Instructions for the task:
What you return should match every record exactly, with the images removed.
....
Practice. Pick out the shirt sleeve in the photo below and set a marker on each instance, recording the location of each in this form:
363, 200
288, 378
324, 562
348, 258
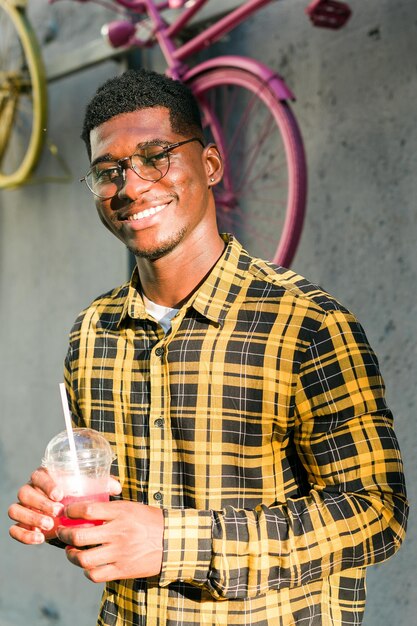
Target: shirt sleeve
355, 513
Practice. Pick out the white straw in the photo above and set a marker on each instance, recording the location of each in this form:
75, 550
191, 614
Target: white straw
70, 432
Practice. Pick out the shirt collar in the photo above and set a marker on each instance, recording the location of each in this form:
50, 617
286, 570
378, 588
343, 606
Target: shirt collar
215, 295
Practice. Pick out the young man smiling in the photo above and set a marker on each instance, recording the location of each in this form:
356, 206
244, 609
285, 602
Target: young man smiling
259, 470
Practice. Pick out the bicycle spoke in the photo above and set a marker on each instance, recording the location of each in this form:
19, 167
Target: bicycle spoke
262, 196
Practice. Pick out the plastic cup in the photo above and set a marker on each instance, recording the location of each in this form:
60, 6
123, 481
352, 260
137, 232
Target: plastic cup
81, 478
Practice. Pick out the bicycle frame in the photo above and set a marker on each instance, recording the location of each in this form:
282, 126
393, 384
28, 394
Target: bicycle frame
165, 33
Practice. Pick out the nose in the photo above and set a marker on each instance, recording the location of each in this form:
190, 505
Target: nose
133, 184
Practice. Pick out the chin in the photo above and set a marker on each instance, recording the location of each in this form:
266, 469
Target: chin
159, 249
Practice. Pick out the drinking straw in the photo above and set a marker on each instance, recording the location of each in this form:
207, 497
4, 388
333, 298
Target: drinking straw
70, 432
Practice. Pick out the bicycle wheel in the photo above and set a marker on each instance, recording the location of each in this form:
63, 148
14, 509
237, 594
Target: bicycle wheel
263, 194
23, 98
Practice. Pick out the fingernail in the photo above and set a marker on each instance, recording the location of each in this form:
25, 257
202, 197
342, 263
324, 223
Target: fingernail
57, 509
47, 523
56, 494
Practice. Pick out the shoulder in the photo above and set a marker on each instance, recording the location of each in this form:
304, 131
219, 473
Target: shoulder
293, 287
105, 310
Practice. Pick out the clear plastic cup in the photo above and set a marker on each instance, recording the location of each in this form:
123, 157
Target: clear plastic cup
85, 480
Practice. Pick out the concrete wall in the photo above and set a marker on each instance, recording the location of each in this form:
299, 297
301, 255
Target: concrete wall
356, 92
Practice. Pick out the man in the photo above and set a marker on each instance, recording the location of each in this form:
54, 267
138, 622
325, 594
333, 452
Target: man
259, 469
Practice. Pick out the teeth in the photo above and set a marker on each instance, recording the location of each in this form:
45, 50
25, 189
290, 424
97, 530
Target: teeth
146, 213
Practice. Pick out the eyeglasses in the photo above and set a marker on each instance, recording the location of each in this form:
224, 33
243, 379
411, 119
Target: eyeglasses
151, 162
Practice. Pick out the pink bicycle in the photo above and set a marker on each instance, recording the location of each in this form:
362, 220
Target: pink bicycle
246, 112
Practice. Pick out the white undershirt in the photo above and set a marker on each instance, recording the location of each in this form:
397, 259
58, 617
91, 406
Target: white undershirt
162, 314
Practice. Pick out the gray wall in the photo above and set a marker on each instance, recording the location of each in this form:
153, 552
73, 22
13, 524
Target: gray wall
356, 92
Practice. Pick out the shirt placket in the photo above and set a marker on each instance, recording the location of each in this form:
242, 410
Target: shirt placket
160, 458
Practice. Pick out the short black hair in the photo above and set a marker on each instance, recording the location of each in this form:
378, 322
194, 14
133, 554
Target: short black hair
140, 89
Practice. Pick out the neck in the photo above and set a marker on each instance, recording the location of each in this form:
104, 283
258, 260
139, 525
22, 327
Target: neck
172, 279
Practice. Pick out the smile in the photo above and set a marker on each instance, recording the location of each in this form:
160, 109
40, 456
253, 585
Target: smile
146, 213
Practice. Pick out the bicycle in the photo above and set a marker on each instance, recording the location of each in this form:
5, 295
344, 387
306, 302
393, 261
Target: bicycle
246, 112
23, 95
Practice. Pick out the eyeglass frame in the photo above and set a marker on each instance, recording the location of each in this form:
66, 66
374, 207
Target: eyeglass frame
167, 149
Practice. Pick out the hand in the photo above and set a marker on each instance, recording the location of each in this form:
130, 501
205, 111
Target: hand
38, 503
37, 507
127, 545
....
Correct response:
Practice. Pick out the shirt sleeve in the photo below and set a marker on each instance, recording the location of each in this form:
363, 200
288, 378
324, 562
348, 258
Target: shirt sleeve
355, 513
Practice. Pick out the white straw in the photo above and set a marker on each instance, recording the location of each in this form:
75, 550
191, 614
Target: white straw
70, 432
Practice. Pick out the shirt collar in the photo above and set a marker on each instance, recording the location of each in this form:
50, 617
286, 570
378, 588
343, 606
Target: shirt collar
215, 295
Practice. Pick out the young man smiling in the photo above and set a marker on each instance, recording the location of each in this form:
356, 206
244, 609
285, 602
Target: young man smiling
259, 470
Practice. Pick out the bicycle spoke in the photo above and set a marker on each instance, recording the location of each in this form:
19, 167
Target: bicycle spoke
262, 196
Practice. Pick out the plastic cup in the photo above and set a marker on each instance, recording the location of each in this form:
60, 6
123, 481
352, 260
137, 232
Target: plastic cup
81, 478
Practice. Pick out the bicycle frame in the photo above and set a marker on each instance, recording the location of each in this form:
282, 126
393, 384
28, 394
Target: bicycle frame
165, 33
Practice. Pick out the nose in the photo above and set a marker on each instance, recording the location of each in this form:
190, 505
Target: nose
133, 184
Practice. Pick out the chin in the photo above and set a marker on each instance, recording the location of each in this form:
266, 469
Target: chin
159, 249
Practice. Pick out the drinking straw in the photo above and set a marker on each instance, recording the location of each in this form:
207, 497
4, 388
333, 298
Target: drinking straw
70, 432
Practice. Pick out the bicycle wheel in the photo above and set a marker on each instance, recording the location of each in this form:
63, 148
14, 509
237, 594
Target: bicycle wheel
263, 194
23, 98
Practice. Pick out the fingernail in the photo above and set a marker on each instance, recording the location of each in this form:
25, 257
202, 197
342, 263
324, 223
Target: fingernail
57, 509
47, 523
56, 494
Practice. Pick out the shoulder in the photo above and set a marker on each instance, recording the location of each in this form:
304, 131
219, 473
Target: shoulder
293, 287
105, 310
Practice. Pick out the clear plastic cup in the photo above and set a marker on each instance, recording the location of each in this form:
123, 157
Target: clear plastic cup
85, 480
Practice. Pick out the concrete wall in the photo above and set a marker on each instance, recording the location of each in this form:
299, 297
301, 255
Target: concrete wall
356, 92
Practice. Pick out the man in the photo above and set a marker on each instance, recording the location of each in this form:
54, 267
138, 622
325, 594
333, 452
Target: man
259, 469
Practice. Pick out the teeth in the photo above and set a marker on each instance, recording the location of each in this form:
45, 50
25, 189
290, 424
97, 530
Target: teeth
146, 213
Practice. Pick out the eyeglasses in the photo above and set a marker on each instance, recording the location of each in this form:
224, 33
243, 379
411, 119
Target: eyeglasses
151, 162
Practice. Pick out the pink bicycle in the photo above and set a marker on each instance, recording the location of each in this form:
362, 220
Target: pink bicycle
246, 112
Practice. Pick out the white undershirt in the photo above and set a marker on each instance, recording the location of each in this form:
397, 259
58, 617
91, 406
Target: white undershirt
162, 314
Practice. Pick out the gray wall in the photo above and set a marker on each instance, recording the location of each in this form:
153, 552
73, 22
13, 524
Target: gray wall
356, 92
Practice. Pick out the shirt placket in the photo above and set a marker on each instance, recording the location of each in this form:
242, 410
Target: shirt placket
160, 458
Practice. Pick out the short black hair in the photo above and set a marker on each instance, recording the location of each in this form:
378, 322
194, 14
133, 554
Target: short black hair
140, 89
Practice. Pick out the neck in the photo above and set a marker on each instance, recording the location of each in this form:
104, 283
258, 260
139, 525
22, 327
Target: neck
172, 279
Practice. Pick out the smile in the photo above and set a marker on each instance, recording the location of each in this form:
160, 109
40, 456
253, 585
Target: smile
146, 213
Practice. Pick out the bicycle in the photo above and set a marker on each instance, recording the location of each in this form:
5, 295
344, 387
306, 302
393, 261
Target: bicycle
246, 112
23, 95
Practice. Pick out the eyeglass frame in the photo above and set a marker on each instance, recording the location of each in this form:
66, 66
374, 207
Target: eyeglass frame
167, 149
Practice. Pick out the hand in the photo above and set a marker on each instance, recording the location of each in this form:
130, 501
205, 111
Target: hand
38, 503
37, 507
127, 545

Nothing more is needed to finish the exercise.